出典抜粋
メドレー日記 Ⅱ

by 笠羽晴夫 映画、音楽、美術、本などの個人メドレーです

プッチーニ「蝶々夫人」

2017-12-28 09:21:43 | 音楽一般
プッチーニ:歌劇「蝶々夫人」
指揮:カレル・マーク・シション、演出:アンソニー・ミンゲラ
クリスティーヌ・オポライス(蝶々夫人)、ロベルト・アラーニャ(ピンカートン)、マリア・ジフチャック(スズキ)、ドゥウェイン・クロフト(領事シャープレス)
2016年4月2日 ニューヨーク・メトロポリタン歌劇場 2017年5月 WOWOW
 
プッチーニの作品のなかでも、音楽的として極めて優れた作品、1904年の初演だから近代のもの、しかし特に日本人としては何かオリエンタリズムが素直に受け取れず、とりわけ衣装、装置、しぐさなどリアリズムでやられるとたまらないところがあったこの「蝶々夫人」、このミンゲラ演出はそれらを一切振り切り、一人の女性が一つの完全な世界を完成する様を見事に表出し、感動させる。

データ抜粋

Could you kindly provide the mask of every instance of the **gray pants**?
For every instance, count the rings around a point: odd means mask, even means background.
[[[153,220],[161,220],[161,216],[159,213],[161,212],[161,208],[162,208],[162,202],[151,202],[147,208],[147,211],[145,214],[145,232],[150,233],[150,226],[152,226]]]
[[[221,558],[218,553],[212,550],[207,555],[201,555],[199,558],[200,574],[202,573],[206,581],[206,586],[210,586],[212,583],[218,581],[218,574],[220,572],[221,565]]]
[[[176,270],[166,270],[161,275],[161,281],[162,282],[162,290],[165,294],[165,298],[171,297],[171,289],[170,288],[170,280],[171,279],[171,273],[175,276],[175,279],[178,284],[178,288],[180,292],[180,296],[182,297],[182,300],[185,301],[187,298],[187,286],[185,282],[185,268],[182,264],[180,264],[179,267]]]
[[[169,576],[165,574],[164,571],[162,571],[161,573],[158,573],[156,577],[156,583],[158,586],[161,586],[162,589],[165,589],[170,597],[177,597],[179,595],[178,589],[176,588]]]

課題
出典抜粋に出演者として記されている歌手を、それぞれが演じる役名とともにすべて挙げてください。 上記の行は出典抜粋とは関係がありません。

解答例
- クリスティーヌ・オポライス(蝶々夫人)
- ロベルト・アラーニャ(ピンカートン)
- マリア・ジフチャック(スズキ)
- ドゥウェイン・クロフト(領事シャープレス)